= Extracted data =
---

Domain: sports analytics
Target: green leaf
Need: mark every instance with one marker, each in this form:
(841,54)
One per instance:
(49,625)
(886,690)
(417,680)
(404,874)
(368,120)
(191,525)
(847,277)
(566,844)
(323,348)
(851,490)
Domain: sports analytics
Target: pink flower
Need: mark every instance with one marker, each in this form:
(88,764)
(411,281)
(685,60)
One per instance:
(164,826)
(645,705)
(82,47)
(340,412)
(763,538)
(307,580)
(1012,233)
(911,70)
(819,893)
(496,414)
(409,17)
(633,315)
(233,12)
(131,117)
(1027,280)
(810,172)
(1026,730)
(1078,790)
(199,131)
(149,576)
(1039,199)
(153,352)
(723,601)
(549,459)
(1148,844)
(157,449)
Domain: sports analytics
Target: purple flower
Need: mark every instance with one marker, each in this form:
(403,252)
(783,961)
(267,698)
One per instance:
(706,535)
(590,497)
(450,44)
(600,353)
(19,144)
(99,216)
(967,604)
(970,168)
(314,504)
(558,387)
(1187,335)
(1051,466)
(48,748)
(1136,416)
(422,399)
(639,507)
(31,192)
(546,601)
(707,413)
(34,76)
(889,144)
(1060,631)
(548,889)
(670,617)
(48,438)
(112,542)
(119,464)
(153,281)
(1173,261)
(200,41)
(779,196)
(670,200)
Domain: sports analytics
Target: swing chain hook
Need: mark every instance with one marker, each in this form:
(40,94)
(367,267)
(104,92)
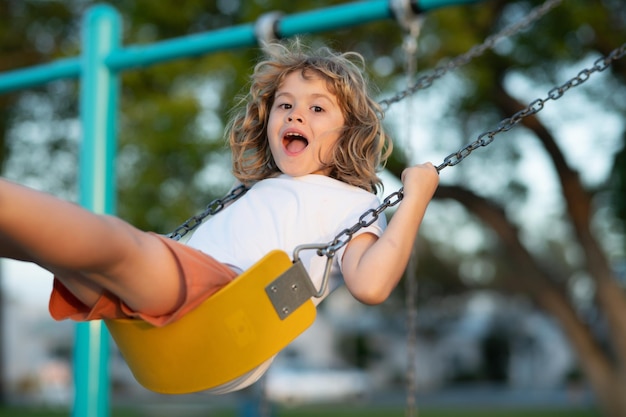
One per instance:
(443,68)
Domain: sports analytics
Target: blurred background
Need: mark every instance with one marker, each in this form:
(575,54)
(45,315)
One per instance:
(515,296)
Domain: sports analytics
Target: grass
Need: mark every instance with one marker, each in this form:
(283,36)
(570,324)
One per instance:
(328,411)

---

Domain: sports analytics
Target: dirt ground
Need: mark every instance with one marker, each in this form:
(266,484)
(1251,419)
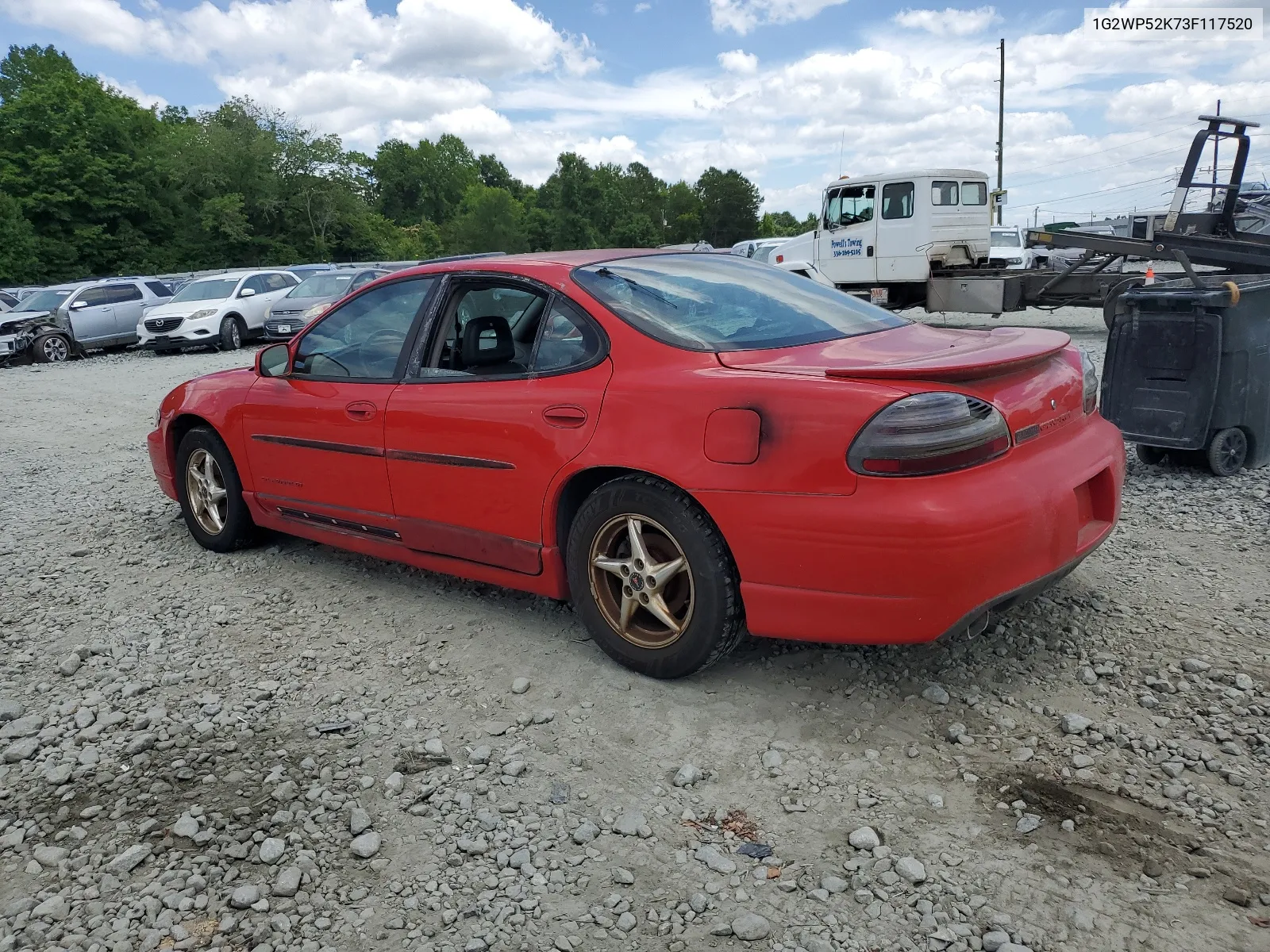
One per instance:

---

= Task requirements =
Select every line in the listing above that contains the word "Target".

= Written reply =
Target: green leaf
Target: pink flower
Target: purple flower
Target: swing chain hook
Target: blurred background
Target: grass
Target: dirt ground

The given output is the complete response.